» **Dataset records**
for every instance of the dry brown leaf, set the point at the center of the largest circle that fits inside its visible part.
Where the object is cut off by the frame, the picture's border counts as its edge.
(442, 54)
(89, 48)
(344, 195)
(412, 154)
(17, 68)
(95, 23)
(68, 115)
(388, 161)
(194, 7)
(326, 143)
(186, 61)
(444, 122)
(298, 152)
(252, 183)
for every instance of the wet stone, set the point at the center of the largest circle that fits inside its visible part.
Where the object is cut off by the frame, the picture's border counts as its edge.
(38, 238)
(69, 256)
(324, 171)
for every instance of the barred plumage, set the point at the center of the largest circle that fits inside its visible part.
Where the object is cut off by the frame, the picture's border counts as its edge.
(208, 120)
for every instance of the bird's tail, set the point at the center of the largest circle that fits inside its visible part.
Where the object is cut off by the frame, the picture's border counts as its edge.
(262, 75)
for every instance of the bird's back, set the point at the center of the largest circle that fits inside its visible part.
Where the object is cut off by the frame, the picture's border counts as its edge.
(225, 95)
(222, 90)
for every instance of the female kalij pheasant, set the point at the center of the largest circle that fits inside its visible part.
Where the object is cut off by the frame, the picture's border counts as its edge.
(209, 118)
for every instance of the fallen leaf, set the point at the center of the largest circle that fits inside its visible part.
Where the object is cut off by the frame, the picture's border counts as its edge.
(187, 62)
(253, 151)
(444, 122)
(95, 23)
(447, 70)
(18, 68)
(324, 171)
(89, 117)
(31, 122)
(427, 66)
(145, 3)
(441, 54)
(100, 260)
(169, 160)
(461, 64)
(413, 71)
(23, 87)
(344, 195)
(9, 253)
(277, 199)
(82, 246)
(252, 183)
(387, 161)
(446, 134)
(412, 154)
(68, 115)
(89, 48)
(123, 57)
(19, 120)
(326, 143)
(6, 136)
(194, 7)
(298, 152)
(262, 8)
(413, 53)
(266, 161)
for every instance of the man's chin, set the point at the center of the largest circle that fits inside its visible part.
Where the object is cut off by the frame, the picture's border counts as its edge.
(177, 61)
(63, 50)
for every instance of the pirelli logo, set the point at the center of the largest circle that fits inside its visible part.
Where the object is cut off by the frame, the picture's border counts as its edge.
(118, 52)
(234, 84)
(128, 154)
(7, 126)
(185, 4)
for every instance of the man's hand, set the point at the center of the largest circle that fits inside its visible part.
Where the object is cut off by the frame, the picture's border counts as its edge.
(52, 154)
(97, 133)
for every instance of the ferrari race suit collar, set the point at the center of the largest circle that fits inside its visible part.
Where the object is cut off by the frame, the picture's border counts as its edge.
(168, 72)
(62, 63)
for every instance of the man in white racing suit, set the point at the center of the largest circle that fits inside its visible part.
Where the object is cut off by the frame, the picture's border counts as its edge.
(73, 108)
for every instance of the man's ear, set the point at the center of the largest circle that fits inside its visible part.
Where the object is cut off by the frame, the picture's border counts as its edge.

» **Task item**
Word for word, restate the entries from the first line to the line that has "for every instance of the fallen", both included, and nothing else.

» **Solution to this problem**
for every instance of the dry brown leaf, set the point at the center of the largest circle that fits inside its visible part.
Where the object is cut off by the frame, the picture's border counts as its edge.
(442, 54)
(89, 48)
(344, 195)
(412, 154)
(17, 68)
(95, 23)
(68, 115)
(388, 161)
(194, 7)
(326, 143)
(186, 61)
(444, 122)
(298, 152)
(252, 183)
for every instance of the wet stone, set the point at the center of the largest circle that fits inside its visible part.
Where the object is cut off by the frame, the picture's border counts as its edge.
(38, 238)
(69, 256)
(324, 171)
for every instance of the barred plumage, set the point at the center of the largest circle that fits inside its visible part.
Where the object is cut off by the frame, the picture's border counts as its edge.
(208, 120)
for every instance of the bird's tail, set the point at the center of the largest circle that fits inside its visible part.
Where the object is cut off by the frame, the picture's border counts as its edge.
(262, 75)
for every instance of the bird's back, set the point at the center of the largest circle that fits inside its visible part.
Where the object is cut off by the frame, the picture's border counts as its edge.
(225, 95)
(222, 90)
for every instance of the female kalij pheasant, set the point at the center of the largest circle that fits inside its visible part.
Where the object is cut off by the frame, the picture's border counts as its edge.
(209, 118)
for every instance of the fallen leaf, set the point at the center of the largest circle that fits inside its visible part.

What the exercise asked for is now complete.